_Work required_
Locate each line below that contains the word "dark" and copy it in full.

Stored entries
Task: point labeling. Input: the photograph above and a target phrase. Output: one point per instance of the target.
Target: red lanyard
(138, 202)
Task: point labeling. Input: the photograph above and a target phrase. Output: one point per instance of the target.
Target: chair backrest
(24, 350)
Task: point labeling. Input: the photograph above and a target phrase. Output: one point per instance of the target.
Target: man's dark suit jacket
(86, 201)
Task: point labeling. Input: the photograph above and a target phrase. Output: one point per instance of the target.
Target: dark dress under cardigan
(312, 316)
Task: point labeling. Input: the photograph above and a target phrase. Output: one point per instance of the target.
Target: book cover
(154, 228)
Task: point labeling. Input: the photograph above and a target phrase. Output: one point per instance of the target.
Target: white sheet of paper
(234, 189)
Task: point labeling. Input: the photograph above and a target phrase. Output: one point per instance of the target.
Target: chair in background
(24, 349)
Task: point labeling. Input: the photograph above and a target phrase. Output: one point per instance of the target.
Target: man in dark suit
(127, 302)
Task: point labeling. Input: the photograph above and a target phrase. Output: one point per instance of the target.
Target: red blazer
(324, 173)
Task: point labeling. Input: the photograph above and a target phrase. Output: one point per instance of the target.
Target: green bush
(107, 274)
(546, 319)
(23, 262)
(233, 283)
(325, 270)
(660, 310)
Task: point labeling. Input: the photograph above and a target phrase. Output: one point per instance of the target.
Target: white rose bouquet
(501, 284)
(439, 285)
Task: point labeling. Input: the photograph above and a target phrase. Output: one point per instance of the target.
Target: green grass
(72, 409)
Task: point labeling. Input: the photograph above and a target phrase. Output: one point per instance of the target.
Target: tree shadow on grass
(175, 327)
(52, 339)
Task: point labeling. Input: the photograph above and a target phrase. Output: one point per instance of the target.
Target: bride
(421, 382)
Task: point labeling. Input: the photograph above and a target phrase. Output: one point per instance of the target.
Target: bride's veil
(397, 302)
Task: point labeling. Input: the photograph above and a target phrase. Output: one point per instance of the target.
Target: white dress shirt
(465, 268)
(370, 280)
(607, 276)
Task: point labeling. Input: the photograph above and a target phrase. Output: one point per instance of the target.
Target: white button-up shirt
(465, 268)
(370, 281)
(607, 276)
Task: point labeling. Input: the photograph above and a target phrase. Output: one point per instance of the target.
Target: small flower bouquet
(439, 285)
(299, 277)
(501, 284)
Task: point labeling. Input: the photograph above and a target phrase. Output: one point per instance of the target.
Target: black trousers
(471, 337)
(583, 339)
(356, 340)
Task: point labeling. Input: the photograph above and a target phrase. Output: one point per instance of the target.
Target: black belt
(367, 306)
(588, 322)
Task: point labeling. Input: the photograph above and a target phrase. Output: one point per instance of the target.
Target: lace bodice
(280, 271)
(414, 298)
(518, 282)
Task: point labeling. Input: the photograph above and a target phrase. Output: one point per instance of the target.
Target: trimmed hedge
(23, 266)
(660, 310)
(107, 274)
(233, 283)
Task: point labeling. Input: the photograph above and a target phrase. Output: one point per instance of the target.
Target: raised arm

_Expected output_
Target: man's dark suit jacket
Target: dark dress under cardigan
Target: man in dark suit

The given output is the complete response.